▶ _Exercise task_: Copy every line of the data below word for word, leaving out the pictures.

▶ _Record excerpts_:
***
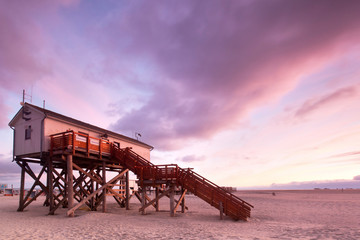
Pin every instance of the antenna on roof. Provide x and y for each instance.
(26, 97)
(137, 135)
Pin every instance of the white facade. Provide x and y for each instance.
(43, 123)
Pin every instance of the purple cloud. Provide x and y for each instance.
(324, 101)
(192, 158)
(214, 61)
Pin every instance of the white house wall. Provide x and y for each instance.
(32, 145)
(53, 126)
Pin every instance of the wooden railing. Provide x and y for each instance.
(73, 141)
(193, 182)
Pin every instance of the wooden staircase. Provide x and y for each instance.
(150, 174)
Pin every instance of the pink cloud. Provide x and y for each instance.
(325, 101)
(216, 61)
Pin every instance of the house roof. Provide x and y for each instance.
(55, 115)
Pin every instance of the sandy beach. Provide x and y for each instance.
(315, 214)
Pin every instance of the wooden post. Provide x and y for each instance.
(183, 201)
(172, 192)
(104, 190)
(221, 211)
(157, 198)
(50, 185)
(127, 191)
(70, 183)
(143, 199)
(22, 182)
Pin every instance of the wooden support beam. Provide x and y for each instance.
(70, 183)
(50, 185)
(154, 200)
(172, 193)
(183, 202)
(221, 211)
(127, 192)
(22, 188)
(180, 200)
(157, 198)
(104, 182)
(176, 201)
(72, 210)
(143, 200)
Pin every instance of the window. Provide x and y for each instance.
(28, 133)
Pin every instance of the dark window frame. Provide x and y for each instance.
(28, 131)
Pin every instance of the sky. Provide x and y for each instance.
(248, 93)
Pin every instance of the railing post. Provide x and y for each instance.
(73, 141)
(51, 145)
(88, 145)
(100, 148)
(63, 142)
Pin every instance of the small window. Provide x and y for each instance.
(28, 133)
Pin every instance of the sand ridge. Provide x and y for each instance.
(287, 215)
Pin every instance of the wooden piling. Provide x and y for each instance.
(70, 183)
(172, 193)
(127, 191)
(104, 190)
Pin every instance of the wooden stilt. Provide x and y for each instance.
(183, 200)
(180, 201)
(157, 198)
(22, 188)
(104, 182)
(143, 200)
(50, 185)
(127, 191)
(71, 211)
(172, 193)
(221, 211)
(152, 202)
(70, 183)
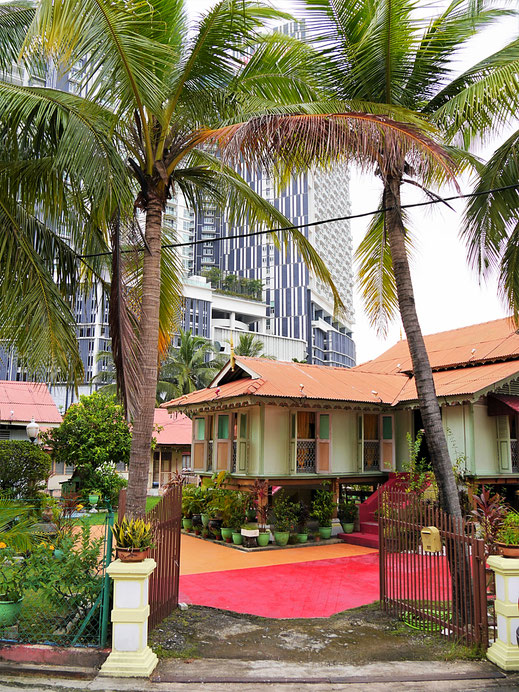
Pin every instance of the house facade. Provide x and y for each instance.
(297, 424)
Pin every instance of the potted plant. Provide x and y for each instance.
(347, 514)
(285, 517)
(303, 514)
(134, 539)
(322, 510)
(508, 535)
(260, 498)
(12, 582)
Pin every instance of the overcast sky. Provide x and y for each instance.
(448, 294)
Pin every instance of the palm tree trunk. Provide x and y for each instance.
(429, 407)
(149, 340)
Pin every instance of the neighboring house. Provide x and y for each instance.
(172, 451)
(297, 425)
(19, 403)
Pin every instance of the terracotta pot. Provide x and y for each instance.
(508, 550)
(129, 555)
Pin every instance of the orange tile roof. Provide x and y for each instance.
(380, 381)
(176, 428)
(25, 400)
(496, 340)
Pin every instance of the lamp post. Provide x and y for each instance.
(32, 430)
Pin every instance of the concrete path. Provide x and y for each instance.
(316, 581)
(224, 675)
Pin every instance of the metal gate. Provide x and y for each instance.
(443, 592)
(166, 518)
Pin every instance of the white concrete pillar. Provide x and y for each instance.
***
▶ _Task output_:
Pin every instance of the antenna on roof. Provide x and y for each instance.
(26, 97)
(137, 135)
Pin every instance of the white facade. Provide x and y for each instance.
(43, 123)
Pin every instance of the purple cloud. Provide x and y for each instance.
(324, 101)
(192, 158)
(214, 61)
Pin every instance of the white house wall. Provide x and y for each instance.
(32, 145)
(53, 126)
Pin every instance of the wooden railing. Provide x and y for each instance.
(73, 141)
(193, 182)
Pin every instance of the wooden staircase. Provide x and y for each instance.
(150, 174)
Pin every instance of the pink cloud. Provide x and y for each instance.
(325, 101)
(216, 61)
Pin every instance of the house roof. Provide x and y for each instance.
(55, 115)
Pin every instance of the sandy beach. Provide x and y for each instance.
(315, 214)
Pin every instance of the wooden post. Provide x and y for each instance.
(183, 201)
(172, 192)
(104, 190)
(221, 211)
(157, 198)
(50, 185)
(127, 191)
(70, 183)
(143, 199)
(22, 182)
Pin every instance of the wooden support beam. Provide x and y for each instance.
(70, 183)
(50, 185)
(154, 200)
(172, 193)
(183, 202)
(221, 211)
(127, 192)
(22, 188)
(180, 200)
(157, 198)
(104, 182)
(176, 201)
(72, 210)
(143, 200)
Pin every instance of the window. Provide x and y for each instance.
(28, 133)
Pin every instance of the dark window frame. Provide x and y for each instance.
(28, 131)
Pin every instance of the sky. Provide x and y for each instance.
(248, 93)
Pin every instance of the railing post. Provide x and y for each instance.
(73, 141)
(51, 145)
(88, 145)
(100, 148)
(63, 142)
Pin every instance of the small window. Provide x and y for each instance.
(28, 133)
Pin every instance of the sand ridge. Provide x and y for each instance.
(287, 215)
Pin every instance of the wooden piling. Provide x and y for each instance.
(70, 183)
(172, 193)
(127, 191)
(104, 190)
Pin every instance of the wooden stilt. Provide x and y for each instance.
(183, 200)
(180, 201)
(157, 198)
(22, 188)
(104, 182)
(143, 200)
(50, 185)
(127, 191)
(71, 211)
(172, 193)
(221, 211)
(152, 202)
(70, 183)
Pin every instance of the house facade. Provide x and y for each instance.
(297, 424)
Pin every instance of the potted plant. Provide x and y for each instance.
(347, 514)
(285, 517)
(303, 514)
(134, 539)
(322, 510)
(508, 535)
(260, 498)
(12, 582)
Pin every instance of the overcast sky. Provide x and y for each instance.
(448, 294)
Pin every instance of the palm tree trunk. Provide x and y for each instance.
(429, 407)
(149, 340)
Pin every instance of the neighboring house. Provide x and y for each instance.
(172, 451)
(297, 425)
(19, 403)
Pin every instance of the terracotta pot. Provide x and y for each instance.
(508, 550)
(129, 555)
Pin every instance of the orange tile roof. Provide x and y for each instance.
(380, 381)
(176, 428)
(25, 400)
(496, 340)
Pin every instance of the lamp post. Provide x and y for each instance.
(32, 430)
Pin every instance of the concrete path. Provide x and y for each instance.
(316, 581)
(224, 675)
Pin every instance of the metal gate. Provide x and y for each instance.
(443, 592)
(166, 518)
Pin every instance of the white concrete pillar. Provide x and y for each instance.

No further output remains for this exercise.